[Phrase grounding data]
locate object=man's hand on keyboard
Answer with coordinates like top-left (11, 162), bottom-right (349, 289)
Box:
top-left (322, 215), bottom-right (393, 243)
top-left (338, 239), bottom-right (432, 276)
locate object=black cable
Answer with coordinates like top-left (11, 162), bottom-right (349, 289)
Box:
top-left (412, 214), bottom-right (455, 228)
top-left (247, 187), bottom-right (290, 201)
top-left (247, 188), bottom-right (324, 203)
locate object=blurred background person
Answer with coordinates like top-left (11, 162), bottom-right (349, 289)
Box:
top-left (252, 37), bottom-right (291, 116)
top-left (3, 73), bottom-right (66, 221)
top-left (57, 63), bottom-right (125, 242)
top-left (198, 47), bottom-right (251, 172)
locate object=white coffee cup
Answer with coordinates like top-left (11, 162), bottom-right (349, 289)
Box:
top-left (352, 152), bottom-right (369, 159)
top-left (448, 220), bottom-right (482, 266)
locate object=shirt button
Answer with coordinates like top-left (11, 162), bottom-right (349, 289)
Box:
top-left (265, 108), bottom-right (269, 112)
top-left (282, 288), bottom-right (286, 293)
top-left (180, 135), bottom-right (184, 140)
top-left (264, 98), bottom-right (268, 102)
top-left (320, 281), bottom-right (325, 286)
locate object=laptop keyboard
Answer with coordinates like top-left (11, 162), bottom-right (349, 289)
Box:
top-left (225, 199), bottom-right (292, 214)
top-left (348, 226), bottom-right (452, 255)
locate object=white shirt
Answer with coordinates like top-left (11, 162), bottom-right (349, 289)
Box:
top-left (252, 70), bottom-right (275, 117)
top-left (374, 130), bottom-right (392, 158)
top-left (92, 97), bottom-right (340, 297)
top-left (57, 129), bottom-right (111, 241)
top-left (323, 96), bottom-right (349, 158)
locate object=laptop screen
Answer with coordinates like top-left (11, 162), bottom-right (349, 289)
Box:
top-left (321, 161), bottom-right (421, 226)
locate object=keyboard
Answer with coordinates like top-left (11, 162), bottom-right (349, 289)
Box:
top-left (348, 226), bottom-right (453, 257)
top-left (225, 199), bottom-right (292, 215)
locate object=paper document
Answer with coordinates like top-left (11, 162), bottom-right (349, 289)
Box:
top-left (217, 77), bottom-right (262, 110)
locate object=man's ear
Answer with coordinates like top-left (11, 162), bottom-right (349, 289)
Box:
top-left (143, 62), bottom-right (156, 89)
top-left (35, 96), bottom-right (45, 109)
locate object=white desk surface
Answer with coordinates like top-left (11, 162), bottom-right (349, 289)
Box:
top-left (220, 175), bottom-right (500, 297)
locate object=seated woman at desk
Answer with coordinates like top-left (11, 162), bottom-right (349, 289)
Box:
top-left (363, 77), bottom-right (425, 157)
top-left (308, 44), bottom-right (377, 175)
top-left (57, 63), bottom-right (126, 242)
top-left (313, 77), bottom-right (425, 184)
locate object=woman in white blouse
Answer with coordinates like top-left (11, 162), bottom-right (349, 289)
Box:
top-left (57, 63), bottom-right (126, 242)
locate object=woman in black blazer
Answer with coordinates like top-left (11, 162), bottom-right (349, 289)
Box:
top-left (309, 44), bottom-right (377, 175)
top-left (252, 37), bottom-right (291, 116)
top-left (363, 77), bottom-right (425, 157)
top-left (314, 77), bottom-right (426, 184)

Work order: Starting with the line with "locate object=blurred background person" above and going on through the line with "locate object=shirt button", transcribe every line exactly, both ends included, and add nothing.

Written answer:
locate object=blurred background person
Answer with coordinates like top-left (11, 162), bottom-right (349, 289)
Box:
top-left (252, 37), bottom-right (291, 116)
top-left (3, 73), bottom-right (66, 221)
top-left (57, 63), bottom-right (125, 242)
top-left (198, 47), bottom-right (251, 172)
locate object=white coffee cup
Answer with coordinates like top-left (11, 162), bottom-right (349, 289)
Box:
top-left (352, 152), bottom-right (369, 159)
top-left (448, 220), bottom-right (482, 266)
locate object=shirt button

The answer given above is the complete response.